# Selected extract
Discover the history of 11th June, featuring Benjamin Franklin’s revolutionary invention, the Franklin Stove, and the establishment and relocation of the Allahabad High Court in India. Learn about these significant milestones and their impact on innovation and the legal system.
Before I share the history of 11th June, let me regale you with an interesting fact about our country. Intriguingly, nestled within the heart of Assam, lies an extraordinary revelation. It unfolds that both the largest and the smallest inhabited river islands reside in the land of Assam. Majuli, a colossal expanse, stands as the unrivaled behemoth, while Umananda, a minuscule wonder, graces the same sacred waters of the mighty Brahmaputra. I will share a full story on this sometime, as of now read the history of 11th June.
Benjamin Franklin and his Stove
Just a few days back I shared a note on Benjamin Franklin and his bifocal lenses. Today as I flip through the history of 11th June, I find yet another revolutionary invention by Franklin the heating device named ‘Franklin Stove’ in the year 1742.
Prior to this, the heating system was the traditional open fireplace which allowed most of the heat to escape through the chimney. Franklin recognized this and envisioned a better way to heat homes while conserving energy and maximizing the heat output.
He incorporated several key features that set it apart. Firstly, it is designed with a cast iron enclosure, which helps to contain the heat and radiate it more effectively into the room. Secondly, the unique design of the stove users to control the airflow as it consists of a hollowed-out structure with an airtight door. Thirdly Franklin’s stove was incorporated with a system of baffles or channels within the stove’s structure. These channels help to guide the smoke and hot gases on a longer path within the stove. This allowed more efficient heat transfer and minimized the amount of smoke that escapes into the room.

# Data provided
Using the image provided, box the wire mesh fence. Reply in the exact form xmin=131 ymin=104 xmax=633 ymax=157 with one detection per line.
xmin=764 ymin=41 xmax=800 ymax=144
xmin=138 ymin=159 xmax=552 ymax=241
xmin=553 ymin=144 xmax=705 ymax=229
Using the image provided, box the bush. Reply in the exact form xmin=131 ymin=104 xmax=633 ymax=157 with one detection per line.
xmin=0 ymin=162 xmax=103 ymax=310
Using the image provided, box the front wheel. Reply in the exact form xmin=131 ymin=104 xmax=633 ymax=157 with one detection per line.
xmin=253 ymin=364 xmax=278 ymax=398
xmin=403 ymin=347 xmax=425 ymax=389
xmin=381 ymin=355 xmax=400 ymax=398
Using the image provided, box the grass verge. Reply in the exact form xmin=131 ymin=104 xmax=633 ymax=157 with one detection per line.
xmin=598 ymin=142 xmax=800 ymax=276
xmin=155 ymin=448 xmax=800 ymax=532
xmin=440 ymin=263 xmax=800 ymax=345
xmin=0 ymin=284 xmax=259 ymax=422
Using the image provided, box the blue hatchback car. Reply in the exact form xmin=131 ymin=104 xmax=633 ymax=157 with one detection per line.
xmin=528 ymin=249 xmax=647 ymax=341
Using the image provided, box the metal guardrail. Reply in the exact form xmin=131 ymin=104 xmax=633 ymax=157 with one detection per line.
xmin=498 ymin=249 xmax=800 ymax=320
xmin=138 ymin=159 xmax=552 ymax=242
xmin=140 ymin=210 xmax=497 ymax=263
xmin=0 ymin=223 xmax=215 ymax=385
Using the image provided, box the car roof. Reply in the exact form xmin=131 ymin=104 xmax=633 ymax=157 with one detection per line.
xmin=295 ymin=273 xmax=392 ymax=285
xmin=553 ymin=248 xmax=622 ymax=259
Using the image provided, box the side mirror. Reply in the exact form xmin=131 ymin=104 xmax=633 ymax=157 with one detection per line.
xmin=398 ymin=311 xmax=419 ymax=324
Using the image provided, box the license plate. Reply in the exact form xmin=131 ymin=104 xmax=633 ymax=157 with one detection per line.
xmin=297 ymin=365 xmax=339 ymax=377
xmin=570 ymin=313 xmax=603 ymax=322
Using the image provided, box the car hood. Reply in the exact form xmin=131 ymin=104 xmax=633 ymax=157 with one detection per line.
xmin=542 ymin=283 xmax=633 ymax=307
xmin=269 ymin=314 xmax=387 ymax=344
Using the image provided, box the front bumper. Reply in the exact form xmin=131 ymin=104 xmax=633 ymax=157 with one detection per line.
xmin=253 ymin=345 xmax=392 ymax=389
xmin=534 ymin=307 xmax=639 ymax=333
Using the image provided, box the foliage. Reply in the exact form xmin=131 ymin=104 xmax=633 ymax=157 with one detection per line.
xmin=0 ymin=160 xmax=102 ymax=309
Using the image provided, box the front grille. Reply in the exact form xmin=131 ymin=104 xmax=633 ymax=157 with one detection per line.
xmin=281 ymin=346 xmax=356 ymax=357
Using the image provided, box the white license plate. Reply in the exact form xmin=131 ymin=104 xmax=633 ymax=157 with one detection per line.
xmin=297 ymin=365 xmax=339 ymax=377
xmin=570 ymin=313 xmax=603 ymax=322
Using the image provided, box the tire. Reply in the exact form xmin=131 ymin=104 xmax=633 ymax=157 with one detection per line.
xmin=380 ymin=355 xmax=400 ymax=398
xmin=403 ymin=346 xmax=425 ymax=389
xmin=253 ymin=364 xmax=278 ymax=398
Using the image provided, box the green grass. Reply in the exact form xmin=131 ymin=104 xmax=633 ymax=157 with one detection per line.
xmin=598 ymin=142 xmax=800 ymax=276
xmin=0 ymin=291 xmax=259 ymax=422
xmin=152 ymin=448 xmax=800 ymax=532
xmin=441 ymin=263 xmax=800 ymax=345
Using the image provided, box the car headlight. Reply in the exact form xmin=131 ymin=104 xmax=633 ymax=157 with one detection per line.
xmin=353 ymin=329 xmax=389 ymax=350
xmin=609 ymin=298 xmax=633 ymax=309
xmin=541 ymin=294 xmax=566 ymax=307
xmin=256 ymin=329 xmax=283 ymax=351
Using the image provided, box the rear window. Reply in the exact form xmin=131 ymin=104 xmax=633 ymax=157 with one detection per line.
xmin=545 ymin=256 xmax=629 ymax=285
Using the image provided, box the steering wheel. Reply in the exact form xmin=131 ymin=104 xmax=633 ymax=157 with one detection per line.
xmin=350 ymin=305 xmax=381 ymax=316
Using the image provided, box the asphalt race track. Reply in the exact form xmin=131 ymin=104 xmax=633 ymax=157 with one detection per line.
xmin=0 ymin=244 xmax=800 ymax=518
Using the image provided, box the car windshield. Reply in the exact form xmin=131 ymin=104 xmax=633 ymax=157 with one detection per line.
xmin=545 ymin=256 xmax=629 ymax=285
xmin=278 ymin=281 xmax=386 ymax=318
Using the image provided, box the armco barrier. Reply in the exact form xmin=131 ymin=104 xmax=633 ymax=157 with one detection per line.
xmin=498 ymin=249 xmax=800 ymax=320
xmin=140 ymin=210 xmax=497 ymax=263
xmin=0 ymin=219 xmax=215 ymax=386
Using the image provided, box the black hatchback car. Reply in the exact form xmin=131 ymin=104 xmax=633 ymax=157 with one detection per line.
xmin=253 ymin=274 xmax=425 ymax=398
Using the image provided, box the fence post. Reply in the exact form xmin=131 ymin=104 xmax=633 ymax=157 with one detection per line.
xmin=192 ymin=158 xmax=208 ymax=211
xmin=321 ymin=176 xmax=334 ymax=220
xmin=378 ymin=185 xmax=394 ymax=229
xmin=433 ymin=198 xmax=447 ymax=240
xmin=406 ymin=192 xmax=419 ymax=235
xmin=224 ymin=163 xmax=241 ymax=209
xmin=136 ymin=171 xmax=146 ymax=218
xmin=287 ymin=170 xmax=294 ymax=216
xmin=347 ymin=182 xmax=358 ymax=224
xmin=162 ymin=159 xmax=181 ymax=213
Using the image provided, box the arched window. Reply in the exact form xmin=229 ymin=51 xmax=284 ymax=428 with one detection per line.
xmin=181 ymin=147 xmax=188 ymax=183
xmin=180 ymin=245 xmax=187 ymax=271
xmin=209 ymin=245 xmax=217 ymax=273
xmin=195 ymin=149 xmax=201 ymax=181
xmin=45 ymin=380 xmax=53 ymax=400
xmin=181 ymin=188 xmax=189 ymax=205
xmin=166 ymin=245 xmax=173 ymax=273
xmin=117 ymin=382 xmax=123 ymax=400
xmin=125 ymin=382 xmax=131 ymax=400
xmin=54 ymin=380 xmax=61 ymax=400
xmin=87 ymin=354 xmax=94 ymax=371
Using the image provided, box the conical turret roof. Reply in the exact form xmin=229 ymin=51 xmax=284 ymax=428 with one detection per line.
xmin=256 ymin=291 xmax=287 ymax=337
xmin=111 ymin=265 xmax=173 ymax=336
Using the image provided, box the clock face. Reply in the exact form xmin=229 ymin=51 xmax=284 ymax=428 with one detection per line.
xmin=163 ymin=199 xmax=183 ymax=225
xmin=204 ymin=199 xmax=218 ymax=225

# Problem set
**1.** From the 11th June history piece, return the passage starting at "Benjamin Franklin and his Stove" and ending at "the year 1742.".
**2.** According to the 11th June history piece, what material forms the enclosure of the Franklin Stove?
The data come from a separate source.

# Outputs
**1.**
Benjamin Franklin and his Stove
Just a few days back I shared a note on Benjamin Franklin and his bifocal lenses. Today as I flip through the history of 11th June, I find yet another revolutionary invention by Franklin the heating device named ‘Franklin Stove’ in the year 1742.

**2.** Cast iron.